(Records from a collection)
○ ○ ○ ○ ○

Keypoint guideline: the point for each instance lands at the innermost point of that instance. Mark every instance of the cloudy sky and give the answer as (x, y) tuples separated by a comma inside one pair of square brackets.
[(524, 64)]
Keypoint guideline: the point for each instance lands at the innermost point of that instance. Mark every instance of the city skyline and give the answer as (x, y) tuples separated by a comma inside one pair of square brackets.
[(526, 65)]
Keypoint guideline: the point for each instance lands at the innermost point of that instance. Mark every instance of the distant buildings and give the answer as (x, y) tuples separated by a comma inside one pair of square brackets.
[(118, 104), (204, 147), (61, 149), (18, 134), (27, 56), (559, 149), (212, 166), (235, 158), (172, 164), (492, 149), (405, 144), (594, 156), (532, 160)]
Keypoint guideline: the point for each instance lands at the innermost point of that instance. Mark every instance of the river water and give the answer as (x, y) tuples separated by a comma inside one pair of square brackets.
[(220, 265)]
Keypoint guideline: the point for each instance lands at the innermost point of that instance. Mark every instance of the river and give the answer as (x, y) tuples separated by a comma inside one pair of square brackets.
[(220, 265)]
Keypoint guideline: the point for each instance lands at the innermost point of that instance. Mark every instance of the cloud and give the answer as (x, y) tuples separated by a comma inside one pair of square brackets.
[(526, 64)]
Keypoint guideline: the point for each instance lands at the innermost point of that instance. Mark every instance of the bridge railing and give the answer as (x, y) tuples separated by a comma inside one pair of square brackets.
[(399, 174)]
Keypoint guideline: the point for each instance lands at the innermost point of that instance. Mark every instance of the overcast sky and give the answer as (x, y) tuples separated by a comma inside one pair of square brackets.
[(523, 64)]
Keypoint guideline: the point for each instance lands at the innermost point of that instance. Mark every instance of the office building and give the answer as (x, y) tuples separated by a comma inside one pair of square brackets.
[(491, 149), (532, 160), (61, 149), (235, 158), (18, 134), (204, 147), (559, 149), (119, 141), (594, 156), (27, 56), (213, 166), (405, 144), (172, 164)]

○ ○ ○ ○ ○

> YOUR INSTRUCTIONS
Quote the data above in full, changing nothing.

> WRITTEN SOLUTION
Keypoint guideline: the point for each instance lands at the innermost point of that instance. Mark every instance of the cloudy sky and give the answer as (x, y) tuples separated by a comma inside one pair of square brackets.
[(524, 64)]
Keypoint guideline: the point for each instance lands at the innermost point of that instance. Mark every instance of the city skyline and give the answer as (x, y) tuples separated by a comma inside one pair of square brackets.
[(526, 65)]
Keypoint guideline: the point for each instance lands at the innermost point of that instance. Mark every instance of the distant buildings and give the answer as (x, y) tuples separated by a comma inside one pair of square brackets.
[(118, 104), (204, 147), (61, 149), (18, 134), (27, 56), (559, 149), (212, 166), (235, 158), (172, 164), (492, 149), (405, 144), (594, 156), (532, 160)]
Keypoint guideline: the point for each instance lands at the innermost point of that instance. Mark every instance of the river water and give the answer as (x, y) tuples separated by a comma inside one pair of square brackets.
[(220, 265)]
Keypoint guideline: the point for each instance lands at the innermost point of that instance. Mark every instance of the river and give the answer as (x, y) tuples separated by a comma inside one pair of square brackets.
[(220, 265)]
Keypoint guideline: the point for each instance lands at the innermost point of that instance. Mark every instance of the cloud and give the answer as (x, y) tuples separated by a comma inside one pair of square brackets.
[(526, 64)]
Keypoint guideline: the point for each instance lands at the innermost point of that instance. Mark every instance of the bridge railing and give the answer as (x, y) tuples separated by a comma inside one pair of square brackets.
[(399, 174)]
Keypoint guideline: the point for each instance lands at the innermost point of that instance. Mark every instance of the overcast sky and give the answer as (x, y) tuples separated by a comma inside one pair of square brackets.
[(523, 64)]
Keypoint guideline: the point for each instance lands at the innermost point of that instance. Mark every instance of the office building and give the answer as (x, y) tuples separated by a comma inside one pair of square brackets.
[(491, 149), (532, 160), (61, 149), (235, 158), (18, 134), (204, 147), (559, 149), (119, 141), (594, 156), (27, 56), (213, 166), (405, 144), (172, 164)]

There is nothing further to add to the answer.